All entries are to be repeated exactly as shown below.

(Supplied records Opens)

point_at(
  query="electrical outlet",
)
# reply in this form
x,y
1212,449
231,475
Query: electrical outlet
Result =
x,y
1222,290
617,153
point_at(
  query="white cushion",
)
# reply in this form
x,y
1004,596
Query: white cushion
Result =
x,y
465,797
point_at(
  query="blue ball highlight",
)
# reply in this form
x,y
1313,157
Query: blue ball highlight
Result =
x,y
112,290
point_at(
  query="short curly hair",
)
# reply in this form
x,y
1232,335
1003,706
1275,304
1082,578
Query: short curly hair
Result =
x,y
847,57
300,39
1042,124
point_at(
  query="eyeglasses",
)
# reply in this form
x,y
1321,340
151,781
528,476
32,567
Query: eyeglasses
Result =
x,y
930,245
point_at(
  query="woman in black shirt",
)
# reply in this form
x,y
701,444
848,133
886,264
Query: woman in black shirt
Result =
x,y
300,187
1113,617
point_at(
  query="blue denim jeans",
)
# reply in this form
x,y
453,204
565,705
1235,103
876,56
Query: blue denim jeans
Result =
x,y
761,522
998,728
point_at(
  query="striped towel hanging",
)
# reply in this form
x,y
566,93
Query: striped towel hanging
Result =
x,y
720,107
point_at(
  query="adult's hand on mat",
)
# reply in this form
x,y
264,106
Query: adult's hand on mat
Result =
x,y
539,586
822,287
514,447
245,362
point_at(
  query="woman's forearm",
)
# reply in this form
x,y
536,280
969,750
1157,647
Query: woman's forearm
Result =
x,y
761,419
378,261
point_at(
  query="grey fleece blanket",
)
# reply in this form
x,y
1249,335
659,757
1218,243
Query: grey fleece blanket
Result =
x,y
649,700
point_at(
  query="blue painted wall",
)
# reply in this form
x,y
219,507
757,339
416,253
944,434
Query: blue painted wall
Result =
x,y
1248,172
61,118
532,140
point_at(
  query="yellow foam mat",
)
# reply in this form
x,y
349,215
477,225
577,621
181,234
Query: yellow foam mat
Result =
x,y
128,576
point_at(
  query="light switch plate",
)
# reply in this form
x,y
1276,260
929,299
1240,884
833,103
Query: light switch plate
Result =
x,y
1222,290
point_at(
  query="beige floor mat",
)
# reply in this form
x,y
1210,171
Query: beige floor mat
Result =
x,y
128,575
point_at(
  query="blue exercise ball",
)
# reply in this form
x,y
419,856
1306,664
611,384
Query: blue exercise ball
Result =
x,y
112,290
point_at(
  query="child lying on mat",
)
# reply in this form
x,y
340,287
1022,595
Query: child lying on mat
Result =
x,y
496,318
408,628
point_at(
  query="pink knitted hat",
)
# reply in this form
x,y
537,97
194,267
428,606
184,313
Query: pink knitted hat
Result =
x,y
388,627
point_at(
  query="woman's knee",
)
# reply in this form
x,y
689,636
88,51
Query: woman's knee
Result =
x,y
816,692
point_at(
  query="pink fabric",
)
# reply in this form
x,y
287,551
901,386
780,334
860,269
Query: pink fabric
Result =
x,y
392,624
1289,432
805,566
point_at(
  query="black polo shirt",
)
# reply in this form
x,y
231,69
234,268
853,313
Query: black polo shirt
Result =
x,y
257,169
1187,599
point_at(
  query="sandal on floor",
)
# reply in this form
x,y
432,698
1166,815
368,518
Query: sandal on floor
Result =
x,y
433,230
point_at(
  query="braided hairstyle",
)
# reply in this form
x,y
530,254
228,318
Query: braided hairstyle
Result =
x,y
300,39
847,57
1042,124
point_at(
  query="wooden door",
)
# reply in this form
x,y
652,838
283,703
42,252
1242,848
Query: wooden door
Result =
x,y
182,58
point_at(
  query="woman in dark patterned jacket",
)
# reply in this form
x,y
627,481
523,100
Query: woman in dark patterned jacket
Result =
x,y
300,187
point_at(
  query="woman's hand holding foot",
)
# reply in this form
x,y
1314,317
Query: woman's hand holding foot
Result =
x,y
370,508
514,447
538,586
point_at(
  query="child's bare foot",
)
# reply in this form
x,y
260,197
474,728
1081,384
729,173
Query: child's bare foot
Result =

(Supplied records Closes)

_Solution_
point_at(
  query="electrical outlet",
)
# reply in this form
x,y
1212,449
231,475
Query: electrical outlet
Result =
x,y
1222,290
617,153
point_at(
  query="white cushion",
)
# reply in this form
x,y
1004,596
Query: white cushion
Result =
x,y
465,797
point_at(
  query="blue ball highlight",
)
# reply in this form
x,y
1313,157
Query: blue ball highlight
Result =
x,y
112,290
point_at(
  query="short curly hair",
)
# reply in this form
x,y
1232,335
1003,706
1275,304
1082,578
Query: short curly hair
Result =
x,y
847,57
300,39
1042,124
point_at(
  query="eyeglasses",
)
# reply in this form
x,y
1321,340
151,781
528,476
32,567
Query: eyeglasses
Result =
x,y
930,245
point_at(
  query="woman in black shirt",
)
# reply in this form
x,y
701,444
848,133
886,264
Query: woman in black shirt
Result =
x,y
300,187
1113,617
point_at(
  query="blue denim jeans",
)
# reply in this form
x,y
453,204
565,705
1235,103
876,56
Query: blue denim jeans
Result =
x,y
761,522
998,728
point_at(
  query="striped towel hanging",
)
# reply in this form
x,y
566,93
Query: striped towel hanging
Result =
x,y
720,107
point_at(
  query="adult's hand on mat",
)
# reply in this form
x,y
264,106
Query: adult's hand on mat
Result =
x,y
539,586
822,287
514,447
245,362
point_at(
  query="woman's forearm",
)
# reply in this form
x,y
536,280
969,750
1157,647
Query: woman's forearm
Result =
x,y
761,419
378,261
point_at(
  query="grey fleece blanket",
)
# reply in this form
x,y
1249,335
659,757
1218,243
Query: grey fleece blanket
Result =
x,y
649,700
point_at(
  query="blue painted wall",
)
# reply in this form
x,y
219,507
757,339
416,253
944,434
Query: blue painted wall
Result =
x,y
1248,172
61,118
532,140
point_at(
  query="yellow foam mat",
)
# reply in this form
x,y
349,215
477,225
577,621
181,234
Query: yellow foam mat
Result =
x,y
128,576
point_at(
  query="light switch plate",
)
# reply in this form
x,y
1276,260
929,299
1240,884
833,103
Query: light switch plate
Result =
x,y
1222,290
point_at(
  query="beige floor mat",
)
# reply in this form
x,y
1210,171
Query: beige floor mat
Result =
x,y
128,575
point_at(
  query="blue exercise ball",
)
# reply in this form
x,y
419,856
1306,664
611,384
Query: blue exercise ball
Result =
x,y
112,290
point_at(
  query="child lying on mat",
)
# reply in this form
x,y
340,287
1022,595
Query: child lying on mat
Result =
x,y
496,318
408,628
point_at(
  query="pink knitted hat",
)
# reply in this form
x,y
537,97
194,267
428,606
184,313
Query: pink knitted hat
Result =
x,y
388,627
point_at(
  query="woman's knee",
)
# reply in this form
x,y
689,636
88,51
Query: woman's knee
Result =
x,y
816,692
point_at(
  query="pink fabric",
)
# reply in this form
x,y
287,551
901,386
780,334
860,269
Query: pink fabric
Result =
x,y
392,624
1289,432
805,566
point_at(
  query="black polo shirt",
)
# reply in this form
x,y
231,69
234,268
853,313
Query: black polo shirt
Result =
x,y
257,169
1187,599
point_at(
  query="sandal on floor",
)
# reply in this form
x,y
432,698
1166,815
368,518
Query: sandal on floor
Result =
x,y
433,230
point_at(
  query="braided hairstyle",
)
# reply in this form
x,y
530,254
228,318
Query: braided hairstyle
Result =
x,y
300,39
847,57
1042,124
point_at(
  query="wooden door",
)
# reply in this form
x,y
652,838
283,703
42,252
1242,848
Query: wooden door
Result =
x,y
182,58
point_at(
  query="woman in dark patterned jacket",
)
# reply in this form
x,y
627,481
523,100
Query: woman in dark patterned jacket
Result =
x,y
300,187
point_at(
  query="woman's hand holding foot",
)
# reply in this form
x,y
1314,317
Query: woman's hand holding foot
Result =
x,y
370,508
514,447
538,586
point_at(
  query="child's bare foot",
)
# reply in this form
x,y
260,197
474,728
1081,384
729,173
Query: child's bare foot
Result =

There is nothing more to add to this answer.